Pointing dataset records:

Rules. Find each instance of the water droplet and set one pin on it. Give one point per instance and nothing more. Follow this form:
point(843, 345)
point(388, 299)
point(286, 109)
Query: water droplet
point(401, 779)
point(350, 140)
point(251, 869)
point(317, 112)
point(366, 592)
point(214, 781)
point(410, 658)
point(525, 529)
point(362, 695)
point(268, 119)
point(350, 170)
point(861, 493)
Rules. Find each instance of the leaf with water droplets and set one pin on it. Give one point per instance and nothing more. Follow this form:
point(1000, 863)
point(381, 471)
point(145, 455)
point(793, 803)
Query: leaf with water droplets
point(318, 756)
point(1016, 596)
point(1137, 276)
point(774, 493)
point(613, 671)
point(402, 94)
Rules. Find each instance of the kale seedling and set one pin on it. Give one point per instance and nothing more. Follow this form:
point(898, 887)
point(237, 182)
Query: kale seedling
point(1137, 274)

Task brief:
Please reproduce each record precisely as written.

The reply:
Rules. Find each instance of the water droplet and set one pin on it. Give one point per instance and nothing more. Follow this form:
point(843, 345)
point(388, 299)
point(286, 109)
Query: water droplet
point(401, 779)
point(350, 140)
point(251, 869)
point(317, 112)
point(366, 592)
point(214, 781)
point(410, 658)
point(525, 529)
point(362, 695)
point(268, 119)
point(350, 170)
point(861, 493)
Rules. Find each instance of the leaf with water droplets and set one pin on it. Give one point per instance and nothing more. Follow this form:
point(1000, 863)
point(381, 471)
point(145, 455)
point(793, 803)
Query: leaf with water droplets
point(318, 756)
point(1016, 596)
point(1137, 276)
point(774, 493)
point(613, 671)
point(402, 94)
Rules. Find each instance of the kale seedling and set one pin on it. Give one point per instance and nothing more. Follow this form:
point(898, 887)
point(237, 182)
Query: kale seedling
point(1137, 274)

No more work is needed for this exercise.